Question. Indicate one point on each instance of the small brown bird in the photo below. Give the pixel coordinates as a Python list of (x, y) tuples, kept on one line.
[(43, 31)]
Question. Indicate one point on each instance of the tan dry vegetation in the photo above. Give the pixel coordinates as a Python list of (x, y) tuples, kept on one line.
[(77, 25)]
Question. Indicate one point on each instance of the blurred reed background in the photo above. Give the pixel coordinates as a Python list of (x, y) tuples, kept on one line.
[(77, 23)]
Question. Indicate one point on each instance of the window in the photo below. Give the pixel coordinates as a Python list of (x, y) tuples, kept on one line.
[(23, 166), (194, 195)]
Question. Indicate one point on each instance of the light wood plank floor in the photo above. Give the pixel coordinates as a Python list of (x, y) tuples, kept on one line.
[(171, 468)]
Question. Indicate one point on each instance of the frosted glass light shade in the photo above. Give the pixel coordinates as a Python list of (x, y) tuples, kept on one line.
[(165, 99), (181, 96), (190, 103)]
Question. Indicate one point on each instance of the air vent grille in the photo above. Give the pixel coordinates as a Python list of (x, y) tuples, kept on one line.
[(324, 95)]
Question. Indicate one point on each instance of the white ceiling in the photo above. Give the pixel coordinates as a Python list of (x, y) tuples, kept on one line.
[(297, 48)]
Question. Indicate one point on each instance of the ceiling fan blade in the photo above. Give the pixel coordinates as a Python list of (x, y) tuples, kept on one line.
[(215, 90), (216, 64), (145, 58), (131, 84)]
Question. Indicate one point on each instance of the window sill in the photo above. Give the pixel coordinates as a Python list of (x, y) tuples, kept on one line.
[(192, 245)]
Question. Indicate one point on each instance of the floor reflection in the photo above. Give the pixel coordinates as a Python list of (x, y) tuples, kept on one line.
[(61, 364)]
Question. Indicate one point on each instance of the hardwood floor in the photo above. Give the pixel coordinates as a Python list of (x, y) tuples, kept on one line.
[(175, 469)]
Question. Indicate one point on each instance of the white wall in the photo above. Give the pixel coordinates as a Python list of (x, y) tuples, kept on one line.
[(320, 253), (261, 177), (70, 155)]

*GIVEN REQUEST:*
Reproduce the lines above verbatim.

*RESULT FOR THIS TASK:*
Question. Indicate one point on each instance of the small brown bird in the photo below. Give the pixel coordinates as a Python list of (x, y) tuples, kept on one line.
[(43, 31)]
Question. Indicate one point on each instance of the tan dry vegetation in the photo above. Give the pixel coordinates as a Python list of (x, y) tuples, kept on one line.
[(77, 25)]
Question. Indicate one point on each instance of the blurred reed background in the photo above. Give the pixel coordinates as a Python list of (x, y) tuples, kept on one line.
[(77, 23)]
Question. Indicate one point on each instance of the window in the photo below. Give the pixel coordinates as a Python list of (x, y) tuples, kept on one line.
[(23, 166), (194, 195)]
Question. Indicate one point on each instance of the light wood plank floor in the photo above. Give the pixel coordinates as a Python list of (x, y) tuples, kept on one line.
[(171, 468)]
Question. Indicate one point on each instance of the frosted glass light shade in the photo above. Give the pixel coordinates as a Python list of (x, y) tuples, kept on one line.
[(165, 99), (181, 96), (190, 103)]
Question. Indicate one point on each instance of the air vent grille in the photo above. Give the pixel coordinates as a Python list of (x, y) tuples, kept on one line.
[(324, 95)]
Question. Indicate one point on each instance of the white ceiling in the photo above. Give the pixel coordinates as a Python list of (x, y) tuples, kept on one line.
[(297, 48)]
Question. Indicate one point on each instance of the ceiling fan blade in the photo above. Give the pixel coordinates as a Python list of (x, y) tuples, kept on one line.
[(215, 90), (216, 64), (145, 58), (131, 84)]
Question. Indicate one point on each instance of the window sill in the photo above. Give the pixel coordinates as a Python list of (x, y) tuples, kept on one line.
[(192, 245)]
Question. Indicate one point on each instance of the floor reflection in the photo above. Give the pixel coordinates as a Python list of (x, y) tuples, kept on one line.
[(61, 364)]
Question. Indicate one point on each instance of the hardwood floor in the photo above. Give the pixel coordinates as a Python list of (x, y) tuples, kept on one line.
[(175, 469)]
Question. Indicate one point on each instance of the white wall in the photo above. Give the pixel coordinates as a Python list of (x, y) tuples, kept on one line.
[(320, 253), (261, 177), (70, 155)]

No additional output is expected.